(Pointing records for named objects)
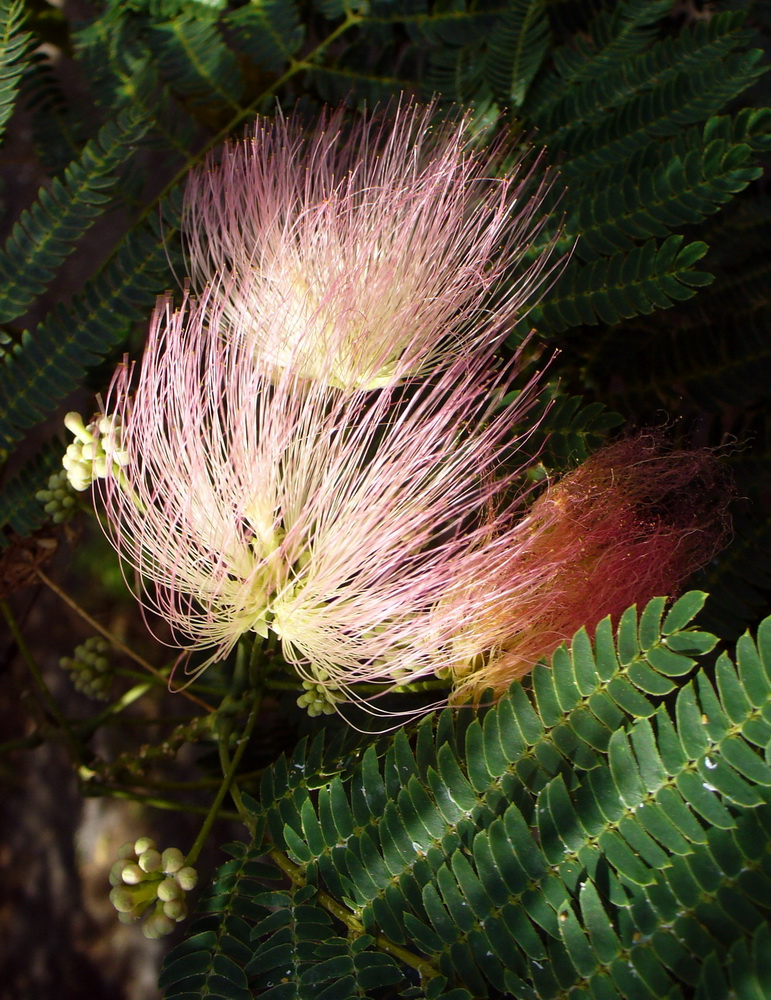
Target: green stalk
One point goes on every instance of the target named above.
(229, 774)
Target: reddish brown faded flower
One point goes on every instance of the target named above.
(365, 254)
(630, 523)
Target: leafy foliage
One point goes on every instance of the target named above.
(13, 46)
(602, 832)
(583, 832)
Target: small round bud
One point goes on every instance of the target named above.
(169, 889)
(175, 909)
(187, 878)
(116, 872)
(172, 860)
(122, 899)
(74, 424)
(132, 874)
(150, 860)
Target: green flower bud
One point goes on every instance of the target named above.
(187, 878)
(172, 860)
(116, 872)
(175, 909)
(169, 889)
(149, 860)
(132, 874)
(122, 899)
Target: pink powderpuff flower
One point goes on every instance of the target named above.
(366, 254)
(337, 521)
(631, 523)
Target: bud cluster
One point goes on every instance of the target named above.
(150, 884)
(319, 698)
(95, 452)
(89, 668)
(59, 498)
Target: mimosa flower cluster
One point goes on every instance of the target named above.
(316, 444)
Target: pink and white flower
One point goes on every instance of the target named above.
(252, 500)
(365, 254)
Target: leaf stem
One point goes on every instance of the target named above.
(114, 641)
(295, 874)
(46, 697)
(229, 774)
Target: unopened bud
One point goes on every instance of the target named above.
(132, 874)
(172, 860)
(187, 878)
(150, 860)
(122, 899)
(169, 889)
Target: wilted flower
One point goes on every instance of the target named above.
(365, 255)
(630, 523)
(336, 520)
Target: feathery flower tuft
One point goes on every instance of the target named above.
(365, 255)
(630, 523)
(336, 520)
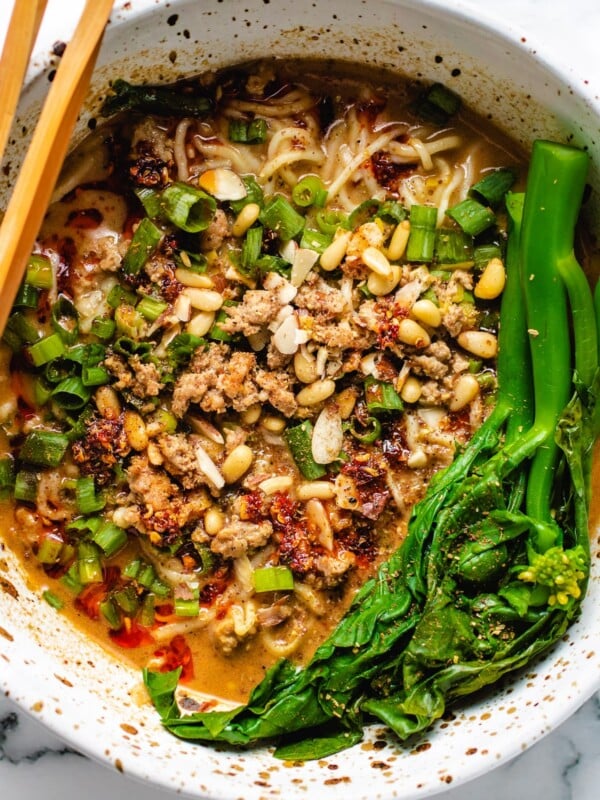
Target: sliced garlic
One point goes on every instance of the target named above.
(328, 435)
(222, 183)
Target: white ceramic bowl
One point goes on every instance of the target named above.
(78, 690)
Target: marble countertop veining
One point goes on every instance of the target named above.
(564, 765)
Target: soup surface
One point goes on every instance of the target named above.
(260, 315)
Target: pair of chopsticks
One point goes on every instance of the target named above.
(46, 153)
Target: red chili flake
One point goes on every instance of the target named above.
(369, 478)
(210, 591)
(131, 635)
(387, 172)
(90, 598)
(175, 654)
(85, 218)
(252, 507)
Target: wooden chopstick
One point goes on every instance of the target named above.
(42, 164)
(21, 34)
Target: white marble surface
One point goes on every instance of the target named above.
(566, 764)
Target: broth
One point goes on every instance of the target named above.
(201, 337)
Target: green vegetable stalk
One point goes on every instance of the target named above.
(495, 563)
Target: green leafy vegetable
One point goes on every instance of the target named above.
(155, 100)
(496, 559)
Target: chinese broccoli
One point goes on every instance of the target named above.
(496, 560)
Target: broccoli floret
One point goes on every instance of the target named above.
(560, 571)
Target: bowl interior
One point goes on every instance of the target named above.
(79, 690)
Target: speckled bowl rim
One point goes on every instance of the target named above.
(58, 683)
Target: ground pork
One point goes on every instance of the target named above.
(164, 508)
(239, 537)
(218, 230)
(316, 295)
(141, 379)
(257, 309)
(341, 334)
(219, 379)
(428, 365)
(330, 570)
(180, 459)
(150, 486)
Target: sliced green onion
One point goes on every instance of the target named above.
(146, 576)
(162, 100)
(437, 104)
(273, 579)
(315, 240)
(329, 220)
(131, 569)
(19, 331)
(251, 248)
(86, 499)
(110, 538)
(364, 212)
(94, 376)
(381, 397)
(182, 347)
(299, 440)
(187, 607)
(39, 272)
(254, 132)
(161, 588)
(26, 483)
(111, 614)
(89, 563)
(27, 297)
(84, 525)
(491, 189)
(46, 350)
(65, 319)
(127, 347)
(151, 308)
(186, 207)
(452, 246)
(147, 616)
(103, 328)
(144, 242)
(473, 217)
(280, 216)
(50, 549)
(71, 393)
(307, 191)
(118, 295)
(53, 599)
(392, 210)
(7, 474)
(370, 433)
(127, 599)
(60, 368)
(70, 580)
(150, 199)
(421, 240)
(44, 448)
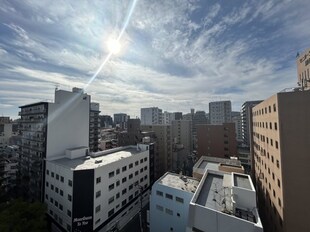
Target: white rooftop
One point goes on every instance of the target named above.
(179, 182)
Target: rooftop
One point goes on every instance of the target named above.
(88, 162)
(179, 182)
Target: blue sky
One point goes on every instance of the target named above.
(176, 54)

...

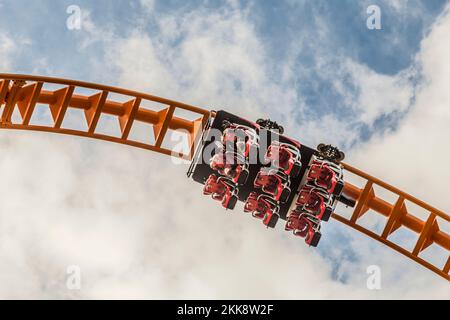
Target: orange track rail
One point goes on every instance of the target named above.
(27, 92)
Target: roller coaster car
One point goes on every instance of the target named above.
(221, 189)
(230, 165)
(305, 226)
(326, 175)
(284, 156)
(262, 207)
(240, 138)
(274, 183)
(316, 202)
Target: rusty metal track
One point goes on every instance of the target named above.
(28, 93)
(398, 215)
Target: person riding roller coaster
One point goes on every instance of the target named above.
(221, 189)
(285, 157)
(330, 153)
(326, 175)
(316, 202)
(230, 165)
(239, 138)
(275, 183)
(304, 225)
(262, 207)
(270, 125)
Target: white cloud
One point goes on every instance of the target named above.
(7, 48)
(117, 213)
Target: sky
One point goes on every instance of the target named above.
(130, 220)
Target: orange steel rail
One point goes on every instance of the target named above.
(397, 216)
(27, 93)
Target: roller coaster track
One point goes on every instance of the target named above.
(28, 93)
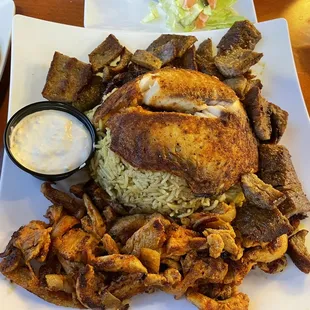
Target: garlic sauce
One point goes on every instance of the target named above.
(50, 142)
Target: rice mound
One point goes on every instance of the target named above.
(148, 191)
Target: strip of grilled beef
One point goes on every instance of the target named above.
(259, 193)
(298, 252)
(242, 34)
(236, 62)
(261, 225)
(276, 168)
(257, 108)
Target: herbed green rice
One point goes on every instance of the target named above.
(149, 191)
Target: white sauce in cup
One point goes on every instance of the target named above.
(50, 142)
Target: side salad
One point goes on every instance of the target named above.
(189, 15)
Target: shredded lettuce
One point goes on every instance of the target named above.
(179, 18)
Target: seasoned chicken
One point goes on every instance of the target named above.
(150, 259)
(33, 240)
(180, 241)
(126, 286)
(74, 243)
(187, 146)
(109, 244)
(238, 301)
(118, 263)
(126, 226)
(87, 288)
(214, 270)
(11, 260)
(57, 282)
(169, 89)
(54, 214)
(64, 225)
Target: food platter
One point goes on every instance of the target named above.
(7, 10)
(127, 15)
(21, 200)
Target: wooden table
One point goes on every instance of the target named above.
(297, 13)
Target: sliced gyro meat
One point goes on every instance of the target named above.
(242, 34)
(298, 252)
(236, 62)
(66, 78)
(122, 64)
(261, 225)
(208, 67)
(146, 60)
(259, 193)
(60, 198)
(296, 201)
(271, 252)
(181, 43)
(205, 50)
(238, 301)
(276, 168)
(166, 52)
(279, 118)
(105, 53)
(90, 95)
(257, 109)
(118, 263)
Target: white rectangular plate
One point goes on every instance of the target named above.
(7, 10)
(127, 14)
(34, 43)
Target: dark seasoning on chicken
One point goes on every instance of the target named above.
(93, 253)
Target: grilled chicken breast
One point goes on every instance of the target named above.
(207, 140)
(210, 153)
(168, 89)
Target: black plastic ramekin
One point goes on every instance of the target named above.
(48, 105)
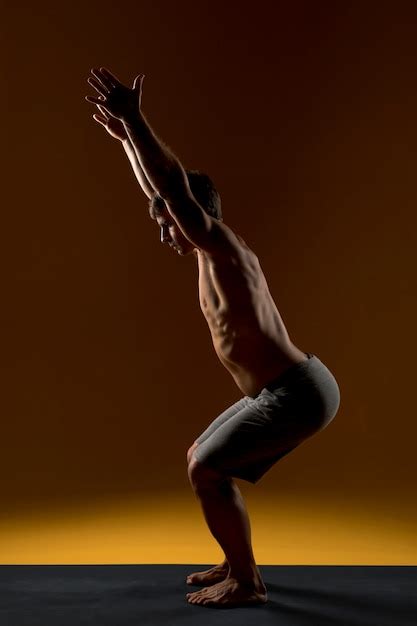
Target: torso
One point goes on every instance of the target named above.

YOUR GOAL —
Gather each line of the items above that contains the word "sauce". Letter case counts.

PROBLEM SOLUTION —
Target: garlic sauce
Target: white sauce in cup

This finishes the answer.